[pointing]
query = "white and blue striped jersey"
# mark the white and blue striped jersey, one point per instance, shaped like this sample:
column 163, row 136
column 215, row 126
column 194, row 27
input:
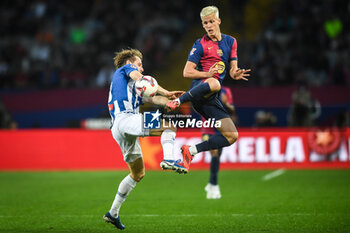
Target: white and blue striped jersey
column 122, row 96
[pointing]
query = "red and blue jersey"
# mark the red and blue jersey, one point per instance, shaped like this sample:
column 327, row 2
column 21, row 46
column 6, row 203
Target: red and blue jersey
column 206, row 52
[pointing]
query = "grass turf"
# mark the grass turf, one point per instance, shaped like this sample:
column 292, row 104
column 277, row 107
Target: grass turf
column 296, row 201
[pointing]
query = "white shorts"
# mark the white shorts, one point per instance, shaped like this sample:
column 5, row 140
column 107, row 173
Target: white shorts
column 126, row 130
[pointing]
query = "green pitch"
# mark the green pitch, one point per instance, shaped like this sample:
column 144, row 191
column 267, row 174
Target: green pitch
column 295, row 201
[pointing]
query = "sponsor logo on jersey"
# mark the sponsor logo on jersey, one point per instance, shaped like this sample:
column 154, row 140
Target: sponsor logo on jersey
column 219, row 52
column 151, row 120
column 221, row 67
column 192, row 51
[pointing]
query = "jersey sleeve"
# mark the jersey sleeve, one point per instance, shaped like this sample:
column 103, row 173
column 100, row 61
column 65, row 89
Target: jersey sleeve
column 233, row 55
column 196, row 52
column 127, row 69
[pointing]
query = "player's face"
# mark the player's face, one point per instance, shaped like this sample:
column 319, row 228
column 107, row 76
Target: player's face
column 211, row 24
column 138, row 64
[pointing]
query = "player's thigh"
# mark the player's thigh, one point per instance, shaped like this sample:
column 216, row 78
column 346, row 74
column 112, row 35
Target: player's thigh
column 132, row 125
column 164, row 125
column 137, row 169
column 228, row 129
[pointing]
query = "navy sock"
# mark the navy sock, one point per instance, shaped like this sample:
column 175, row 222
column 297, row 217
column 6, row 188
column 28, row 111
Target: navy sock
column 195, row 93
column 214, row 170
column 214, row 142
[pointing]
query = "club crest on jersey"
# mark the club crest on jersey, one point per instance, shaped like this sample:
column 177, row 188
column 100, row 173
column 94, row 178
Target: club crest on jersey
column 221, row 67
column 219, row 52
column 192, row 51
column 151, row 120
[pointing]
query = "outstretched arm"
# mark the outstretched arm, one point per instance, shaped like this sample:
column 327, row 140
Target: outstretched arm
column 190, row 71
column 169, row 94
column 237, row 73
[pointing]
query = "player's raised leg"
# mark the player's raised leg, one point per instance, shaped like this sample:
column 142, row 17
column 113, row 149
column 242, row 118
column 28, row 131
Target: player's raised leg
column 137, row 172
column 167, row 139
column 227, row 137
column 205, row 89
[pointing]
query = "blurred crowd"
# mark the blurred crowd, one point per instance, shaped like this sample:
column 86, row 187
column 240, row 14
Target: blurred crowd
column 52, row 43
column 62, row 43
column 304, row 42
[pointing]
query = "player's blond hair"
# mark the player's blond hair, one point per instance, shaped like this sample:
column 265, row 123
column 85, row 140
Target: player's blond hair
column 123, row 56
column 209, row 10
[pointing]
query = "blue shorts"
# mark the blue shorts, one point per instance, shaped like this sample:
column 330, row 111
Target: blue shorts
column 210, row 107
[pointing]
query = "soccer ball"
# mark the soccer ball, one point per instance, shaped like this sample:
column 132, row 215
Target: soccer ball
column 146, row 86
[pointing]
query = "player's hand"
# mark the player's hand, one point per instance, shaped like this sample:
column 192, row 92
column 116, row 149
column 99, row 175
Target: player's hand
column 241, row 74
column 174, row 94
column 213, row 70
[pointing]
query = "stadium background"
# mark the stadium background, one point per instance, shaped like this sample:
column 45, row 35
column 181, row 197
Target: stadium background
column 293, row 114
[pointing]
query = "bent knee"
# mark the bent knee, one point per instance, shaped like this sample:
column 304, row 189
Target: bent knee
column 232, row 137
column 214, row 85
column 138, row 177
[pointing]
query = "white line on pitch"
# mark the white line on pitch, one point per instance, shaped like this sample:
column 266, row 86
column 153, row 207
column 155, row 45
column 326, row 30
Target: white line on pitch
column 273, row 174
column 179, row 215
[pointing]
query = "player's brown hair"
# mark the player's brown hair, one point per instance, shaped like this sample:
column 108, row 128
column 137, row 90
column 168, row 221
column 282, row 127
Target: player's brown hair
column 123, row 56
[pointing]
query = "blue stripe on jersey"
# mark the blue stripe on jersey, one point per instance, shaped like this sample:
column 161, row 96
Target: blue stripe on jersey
column 122, row 96
column 195, row 56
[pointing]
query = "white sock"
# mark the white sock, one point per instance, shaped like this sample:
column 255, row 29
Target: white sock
column 193, row 150
column 167, row 140
column 124, row 189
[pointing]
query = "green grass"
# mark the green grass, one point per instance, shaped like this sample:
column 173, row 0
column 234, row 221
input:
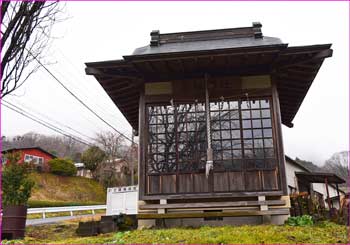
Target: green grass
column 59, row 214
column 64, row 233
column 53, row 191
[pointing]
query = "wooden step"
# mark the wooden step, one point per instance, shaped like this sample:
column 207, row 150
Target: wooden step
column 213, row 214
column 214, row 204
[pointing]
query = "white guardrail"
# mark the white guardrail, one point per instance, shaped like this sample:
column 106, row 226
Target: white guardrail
column 70, row 209
column 122, row 200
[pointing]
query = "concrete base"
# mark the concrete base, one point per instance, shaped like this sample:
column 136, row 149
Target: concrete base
column 279, row 219
column 197, row 222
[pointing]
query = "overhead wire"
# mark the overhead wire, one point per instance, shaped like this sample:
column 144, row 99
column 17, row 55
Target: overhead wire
column 78, row 99
column 44, row 123
column 87, row 88
column 50, row 119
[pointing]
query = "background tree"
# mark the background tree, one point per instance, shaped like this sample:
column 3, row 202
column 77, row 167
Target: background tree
column 92, row 158
column 60, row 146
column 26, row 31
column 339, row 164
column 112, row 144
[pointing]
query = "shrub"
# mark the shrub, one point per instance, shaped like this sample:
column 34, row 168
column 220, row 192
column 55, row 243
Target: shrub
column 16, row 184
column 62, row 167
column 300, row 220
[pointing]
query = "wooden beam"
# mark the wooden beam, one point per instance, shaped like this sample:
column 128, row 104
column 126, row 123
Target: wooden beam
column 320, row 55
column 213, row 214
column 213, row 204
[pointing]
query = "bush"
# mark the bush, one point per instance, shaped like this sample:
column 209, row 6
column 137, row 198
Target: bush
column 16, row 184
column 300, row 220
column 62, row 167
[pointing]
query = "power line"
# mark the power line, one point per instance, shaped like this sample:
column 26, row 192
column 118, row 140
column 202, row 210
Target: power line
column 77, row 98
column 47, row 117
column 85, row 93
column 47, row 125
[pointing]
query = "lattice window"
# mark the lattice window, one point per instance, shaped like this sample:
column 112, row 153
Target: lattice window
column 241, row 136
column 257, row 135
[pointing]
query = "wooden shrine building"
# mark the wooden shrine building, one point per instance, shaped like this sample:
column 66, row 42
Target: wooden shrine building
column 208, row 108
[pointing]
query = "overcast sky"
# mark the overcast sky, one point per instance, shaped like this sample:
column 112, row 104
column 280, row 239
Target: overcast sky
column 97, row 31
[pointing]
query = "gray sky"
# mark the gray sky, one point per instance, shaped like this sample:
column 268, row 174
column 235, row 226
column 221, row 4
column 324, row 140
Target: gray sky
column 97, row 31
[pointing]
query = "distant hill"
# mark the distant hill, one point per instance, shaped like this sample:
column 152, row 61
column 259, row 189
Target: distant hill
column 309, row 165
column 53, row 190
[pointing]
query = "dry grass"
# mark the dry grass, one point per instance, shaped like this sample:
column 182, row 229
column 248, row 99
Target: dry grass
column 64, row 233
column 52, row 188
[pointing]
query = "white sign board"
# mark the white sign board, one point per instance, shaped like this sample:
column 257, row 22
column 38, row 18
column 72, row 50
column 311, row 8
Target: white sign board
column 122, row 200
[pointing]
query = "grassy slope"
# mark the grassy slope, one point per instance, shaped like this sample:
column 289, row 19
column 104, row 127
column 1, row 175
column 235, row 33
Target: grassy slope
column 53, row 190
column 64, row 233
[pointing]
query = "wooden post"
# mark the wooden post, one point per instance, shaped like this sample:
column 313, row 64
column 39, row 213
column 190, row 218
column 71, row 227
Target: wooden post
column 132, row 157
column 328, row 199
column 338, row 194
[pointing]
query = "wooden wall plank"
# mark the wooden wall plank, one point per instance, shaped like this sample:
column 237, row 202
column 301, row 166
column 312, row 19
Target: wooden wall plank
column 270, row 180
column 153, row 184
column 168, row 183
column 185, row 183
column 252, row 181
column 236, row 181
column 200, row 183
column 221, row 183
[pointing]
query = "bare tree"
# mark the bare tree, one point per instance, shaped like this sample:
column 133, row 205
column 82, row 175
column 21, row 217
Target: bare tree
column 60, row 146
column 26, row 32
column 112, row 144
column 338, row 164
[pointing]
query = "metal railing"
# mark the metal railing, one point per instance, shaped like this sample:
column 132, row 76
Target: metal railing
column 70, row 209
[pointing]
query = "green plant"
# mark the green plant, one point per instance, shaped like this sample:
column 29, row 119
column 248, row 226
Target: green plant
column 16, row 184
column 63, row 167
column 304, row 220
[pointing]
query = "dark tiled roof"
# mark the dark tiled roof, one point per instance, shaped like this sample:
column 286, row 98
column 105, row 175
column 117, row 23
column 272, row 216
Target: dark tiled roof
column 4, row 151
column 214, row 52
column 243, row 42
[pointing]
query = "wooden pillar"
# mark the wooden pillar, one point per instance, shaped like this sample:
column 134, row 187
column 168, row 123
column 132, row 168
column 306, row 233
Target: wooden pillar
column 338, row 194
column 279, row 139
column 328, row 199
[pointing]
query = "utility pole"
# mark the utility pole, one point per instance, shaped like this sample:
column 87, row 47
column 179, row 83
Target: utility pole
column 132, row 157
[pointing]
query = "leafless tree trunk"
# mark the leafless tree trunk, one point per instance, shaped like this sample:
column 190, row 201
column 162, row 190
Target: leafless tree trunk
column 25, row 34
column 112, row 144
column 339, row 164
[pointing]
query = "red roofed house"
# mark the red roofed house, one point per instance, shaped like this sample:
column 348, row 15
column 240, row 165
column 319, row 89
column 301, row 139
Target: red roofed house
column 38, row 156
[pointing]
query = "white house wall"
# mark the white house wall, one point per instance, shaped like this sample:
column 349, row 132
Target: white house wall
column 290, row 174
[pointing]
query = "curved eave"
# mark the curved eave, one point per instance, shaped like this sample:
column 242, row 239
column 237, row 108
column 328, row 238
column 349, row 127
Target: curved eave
column 292, row 68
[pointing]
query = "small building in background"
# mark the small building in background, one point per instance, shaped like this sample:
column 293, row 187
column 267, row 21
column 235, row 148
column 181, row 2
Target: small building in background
column 323, row 186
column 82, row 171
column 35, row 155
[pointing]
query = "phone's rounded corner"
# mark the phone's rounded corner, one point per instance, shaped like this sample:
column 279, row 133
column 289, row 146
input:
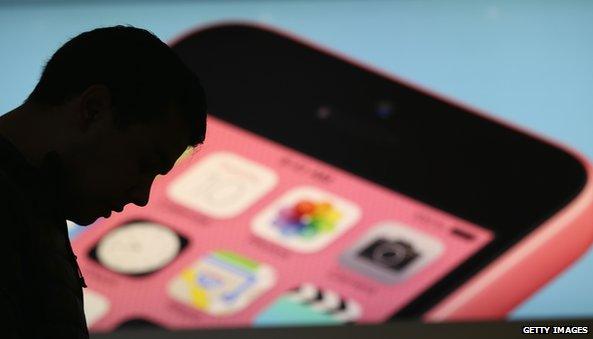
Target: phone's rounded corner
column 528, row 265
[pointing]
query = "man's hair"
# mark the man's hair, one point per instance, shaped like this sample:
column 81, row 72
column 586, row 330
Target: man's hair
column 142, row 73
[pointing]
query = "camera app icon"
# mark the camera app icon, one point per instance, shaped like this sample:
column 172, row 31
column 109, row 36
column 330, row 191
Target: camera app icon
column 391, row 252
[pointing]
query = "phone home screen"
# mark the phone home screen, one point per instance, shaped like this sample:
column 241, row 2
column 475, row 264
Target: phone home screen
column 247, row 232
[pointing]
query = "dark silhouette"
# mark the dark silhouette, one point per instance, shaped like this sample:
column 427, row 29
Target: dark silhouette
column 114, row 108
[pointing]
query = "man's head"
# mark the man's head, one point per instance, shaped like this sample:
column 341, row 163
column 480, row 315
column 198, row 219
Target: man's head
column 123, row 108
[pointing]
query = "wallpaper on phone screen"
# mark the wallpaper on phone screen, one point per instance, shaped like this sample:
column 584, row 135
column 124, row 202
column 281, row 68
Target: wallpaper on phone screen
column 246, row 232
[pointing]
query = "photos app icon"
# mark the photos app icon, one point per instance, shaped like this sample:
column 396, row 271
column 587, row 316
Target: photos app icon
column 222, row 185
column 305, row 219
========
▶ INSTRUCTION: Pick out every line of the material above that contains the string "slope", matching its case exactly.

▶ COMPLETE RESPONSE:
query = "grassy slope"
# mark the grassy slope, one point per instance, shaped like this sample:
Target: grassy slope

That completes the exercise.